◆ **Testo fornito**
La sera del 5 gennaio, uscendo alle 20 circa dalla Sala Cecilia, una signora elegantemente impellicciata (nonostante l’anticipo di primavera, la temperatura aveva sfiorato, a mezzogiorno, i 19 gradi al giorno), consorte di un noto parlamentare, diceva a voce non bassa: “Perché Pappano (direttore musicale dell’Accademia Nazionale di Santa Cecilia, ndr) fa musica così moderna? Per vendere biglietti ai giovani?” (la sala era piena di ragazzi e ragazze nonostante il concerto iniziasse alle 18 della Vigilia dell’Epifania). La gentildonna, un po’ ingenua e un po’ zingarellianamente ignorante, non aveva forse letto il programma di sala. Ciò che aveva ascoltato poteva sembrare o scioccante o sottilmente astuto, ma in ogni caso radicale, ma aveva un secolo sulle spalle: Le Sacre du Printemps (La Sagra della Primavera) di Igor Stravinskij di cui si celebrava il centenario.

◆ **Record**
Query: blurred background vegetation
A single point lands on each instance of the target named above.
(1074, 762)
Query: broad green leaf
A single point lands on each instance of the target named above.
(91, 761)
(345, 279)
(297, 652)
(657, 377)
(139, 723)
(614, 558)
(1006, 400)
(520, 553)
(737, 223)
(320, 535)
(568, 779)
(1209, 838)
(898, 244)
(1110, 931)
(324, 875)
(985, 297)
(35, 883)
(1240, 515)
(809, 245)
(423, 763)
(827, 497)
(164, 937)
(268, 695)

◆ **Cosa fare**
Traduci in inglese questa frase del testo sul concerto a Santa Cecilia: “La gentildonna, un po’ ingenua e un po’ zingarellianamente ignorante, non aveva forse letto il programma di sala.”

◆ **Risposta**
The lady, somewhat naive and somewhat ignorant in the dictionary sense of the word, had perhaps not read the concert program.